[Point annotation dataset rows]
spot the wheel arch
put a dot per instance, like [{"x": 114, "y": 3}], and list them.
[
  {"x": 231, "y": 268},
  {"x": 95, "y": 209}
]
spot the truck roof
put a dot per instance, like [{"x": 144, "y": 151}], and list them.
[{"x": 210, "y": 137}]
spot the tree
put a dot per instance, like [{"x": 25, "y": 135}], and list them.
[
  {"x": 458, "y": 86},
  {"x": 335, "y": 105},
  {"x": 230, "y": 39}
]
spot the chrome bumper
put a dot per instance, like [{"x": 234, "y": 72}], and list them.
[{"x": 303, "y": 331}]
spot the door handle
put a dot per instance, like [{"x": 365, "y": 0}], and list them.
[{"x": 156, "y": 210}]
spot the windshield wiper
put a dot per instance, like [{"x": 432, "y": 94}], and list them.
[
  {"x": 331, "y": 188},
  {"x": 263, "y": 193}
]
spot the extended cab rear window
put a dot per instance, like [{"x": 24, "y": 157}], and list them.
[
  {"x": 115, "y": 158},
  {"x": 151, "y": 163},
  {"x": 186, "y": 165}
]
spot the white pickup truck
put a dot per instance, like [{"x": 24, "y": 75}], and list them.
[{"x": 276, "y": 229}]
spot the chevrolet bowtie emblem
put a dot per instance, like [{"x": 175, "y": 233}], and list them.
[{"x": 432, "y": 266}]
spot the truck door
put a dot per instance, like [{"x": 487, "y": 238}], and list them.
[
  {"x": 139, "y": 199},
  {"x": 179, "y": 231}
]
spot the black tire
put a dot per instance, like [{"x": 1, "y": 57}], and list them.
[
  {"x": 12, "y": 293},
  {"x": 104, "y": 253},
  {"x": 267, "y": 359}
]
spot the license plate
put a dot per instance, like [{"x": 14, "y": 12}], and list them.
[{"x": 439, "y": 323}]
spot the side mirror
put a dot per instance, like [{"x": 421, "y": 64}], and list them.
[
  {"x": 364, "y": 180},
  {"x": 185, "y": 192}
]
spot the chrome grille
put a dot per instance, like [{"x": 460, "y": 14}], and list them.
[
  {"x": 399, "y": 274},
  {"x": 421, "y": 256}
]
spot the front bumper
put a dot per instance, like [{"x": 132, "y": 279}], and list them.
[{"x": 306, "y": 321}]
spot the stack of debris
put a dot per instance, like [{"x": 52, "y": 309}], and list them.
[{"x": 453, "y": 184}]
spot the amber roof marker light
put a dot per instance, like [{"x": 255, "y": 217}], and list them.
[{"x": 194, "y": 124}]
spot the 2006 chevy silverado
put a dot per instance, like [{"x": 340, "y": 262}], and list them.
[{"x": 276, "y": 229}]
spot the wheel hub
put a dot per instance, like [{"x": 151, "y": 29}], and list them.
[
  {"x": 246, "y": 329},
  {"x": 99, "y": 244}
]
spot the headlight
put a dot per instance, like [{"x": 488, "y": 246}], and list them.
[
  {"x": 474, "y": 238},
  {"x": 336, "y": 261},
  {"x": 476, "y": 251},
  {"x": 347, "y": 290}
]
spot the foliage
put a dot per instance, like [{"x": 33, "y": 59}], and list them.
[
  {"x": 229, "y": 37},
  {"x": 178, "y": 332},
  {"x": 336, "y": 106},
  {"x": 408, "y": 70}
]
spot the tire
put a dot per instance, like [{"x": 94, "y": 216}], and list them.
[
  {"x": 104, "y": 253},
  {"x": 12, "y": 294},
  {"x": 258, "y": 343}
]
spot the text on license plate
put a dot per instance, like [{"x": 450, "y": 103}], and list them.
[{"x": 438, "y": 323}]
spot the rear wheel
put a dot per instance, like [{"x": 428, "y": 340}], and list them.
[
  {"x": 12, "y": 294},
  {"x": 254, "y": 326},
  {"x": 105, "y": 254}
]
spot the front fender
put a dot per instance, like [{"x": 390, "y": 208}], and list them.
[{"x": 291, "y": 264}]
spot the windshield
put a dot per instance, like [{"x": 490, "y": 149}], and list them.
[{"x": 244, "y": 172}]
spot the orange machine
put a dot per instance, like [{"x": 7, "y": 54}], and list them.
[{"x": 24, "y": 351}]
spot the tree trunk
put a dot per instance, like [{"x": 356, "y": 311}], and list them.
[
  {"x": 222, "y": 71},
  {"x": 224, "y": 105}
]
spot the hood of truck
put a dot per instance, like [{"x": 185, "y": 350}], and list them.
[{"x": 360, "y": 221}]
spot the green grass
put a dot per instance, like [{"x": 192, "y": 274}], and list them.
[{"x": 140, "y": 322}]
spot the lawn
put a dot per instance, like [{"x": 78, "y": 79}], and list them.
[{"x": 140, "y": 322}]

▶ **WHAT IS EXPECTED**
Reproduce all the rows above with "put a dot" swapped for "place a point" wherever it occurs, keeping the rest unchanged.

▶ **EXERCISE RESULT**
spot the wheel arch
place a point per instance, like [{"x": 114, "y": 3}], and list them.
[
  {"x": 231, "y": 268},
  {"x": 95, "y": 209}
]
spot the truck roof
place a point per instance, like [{"x": 144, "y": 151}], and list them.
[{"x": 210, "y": 137}]
spot the tree
place a point per instance, like [{"x": 25, "y": 135}], and list them.
[
  {"x": 458, "y": 86},
  {"x": 335, "y": 105},
  {"x": 230, "y": 39}
]
spot the chrome bumper
place a point per instance, like [{"x": 234, "y": 72}], and list them.
[{"x": 303, "y": 331}]
spot the door handle
place a point per instance, like [{"x": 365, "y": 0}], and list them.
[{"x": 156, "y": 210}]
spot the windshield wiper
place a point per instance, like [{"x": 432, "y": 94}], and list them.
[
  {"x": 331, "y": 188},
  {"x": 263, "y": 193}
]
spot the extended cab rear window
place a point per instance, like [{"x": 24, "y": 157}], and list them.
[
  {"x": 115, "y": 158},
  {"x": 151, "y": 163},
  {"x": 186, "y": 165}
]
spot the white pickup truck
place a point per instance, like [{"x": 24, "y": 75}], and list them.
[{"x": 276, "y": 229}]
spot the chevrolet bowtie emblem
place a point per instance, like [{"x": 175, "y": 233}], and list them.
[{"x": 432, "y": 266}]
spot the truck door
place a point per instance, like [{"x": 487, "y": 238}], and list them.
[
  {"x": 139, "y": 199},
  {"x": 179, "y": 231}
]
spot the black tire
place a point per instance, like [{"x": 1, "y": 57}], and list them.
[
  {"x": 12, "y": 293},
  {"x": 104, "y": 253},
  {"x": 267, "y": 359}
]
spot the license plate
place a point per instance, like [{"x": 14, "y": 12}], and list them.
[{"x": 439, "y": 323}]
spot the side mirror
place a point per instance, like [{"x": 421, "y": 64}], and list them.
[
  {"x": 364, "y": 180},
  {"x": 185, "y": 192}
]
spot the chrome grille
place a point per instance, like [{"x": 460, "y": 14}], and list them.
[
  {"x": 399, "y": 274},
  {"x": 421, "y": 256}
]
spot the front bumper
place a point per instance, like [{"x": 132, "y": 279}], and list them.
[{"x": 306, "y": 321}]
spot the stack of debris
place a point per instance, like [{"x": 52, "y": 309}], and list them.
[{"x": 453, "y": 184}]
spot the amber roof marker light
place a point per instance, like [{"x": 255, "y": 217}], and list them.
[{"x": 194, "y": 124}]
spot the 2006 chevy silverado
place a point per instance, like [{"x": 340, "y": 262}], and list them.
[{"x": 276, "y": 229}]
spot the wheel hub
place a point per instance, like [{"x": 151, "y": 29}], and list them.
[
  {"x": 246, "y": 329},
  {"x": 99, "y": 244}
]
spot the headlight
place a point per instance, like [{"x": 488, "y": 246}], and list them.
[
  {"x": 474, "y": 238},
  {"x": 336, "y": 261},
  {"x": 476, "y": 251},
  {"x": 347, "y": 290}
]
spot the foliage
place a point per instance, like [{"x": 33, "y": 59}], and list them.
[
  {"x": 229, "y": 37},
  {"x": 178, "y": 332},
  {"x": 336, "y": 106},
  {"x": 408, "y": 70}
]
spot the tire
place a point per instance, like [{"x": 94, "y": 216}], and list them.
[
  {"x": 104, "y": 253},
  {"x": 12, "y": 294},
  {"x": 258, "y": 343}
]
spot the text on license plate
place a point per instance, like [{"x": 450, "y": 103}], and list them.
[{"x": 438, "y": 323}]
spot the rear wheel
place a point per instance, like [{"x": 428, "y": 340}], and list them.
[
  {"x": 12, "y": 294},
  {"x": 254, "y": 326},
  {"x": 105, "y": 254}
]
spot the front fender
place a point per instance, like [{"x": 390, "y": 208}], and list them.
[{"x": 291, "y": 264}]
spot the windshield
place a point per instance, like [{"x": 490, "y": 149}], and list them.
[{"x": 244, "y": 172}]
spot the orange machine
place a point per instance, like [{"x": 7, "y": 54}], and list them.
[{"x": 24, "y": 351}]
spot the tree trunk
place a point per instance, like [{"x": 356, "y": 311}], and list them.
[
  {"x": 222, "y": 71},
  {"x": 224, "y": 105}
]
spot the hood of truck
place a point per instance, like [{"x": 185, "y": 350}], and list them.
[{"x": 360, "y": 221}]
spot the green grass
place a point per instance, like [{"x": 192, "y": 274}], and list them.
[{"x": 140, "y": 322}]
spot the lawn
place a point per instance, like [{"x": 78, "y": 79}], and list them.
[{"x": 140, "y": 322}]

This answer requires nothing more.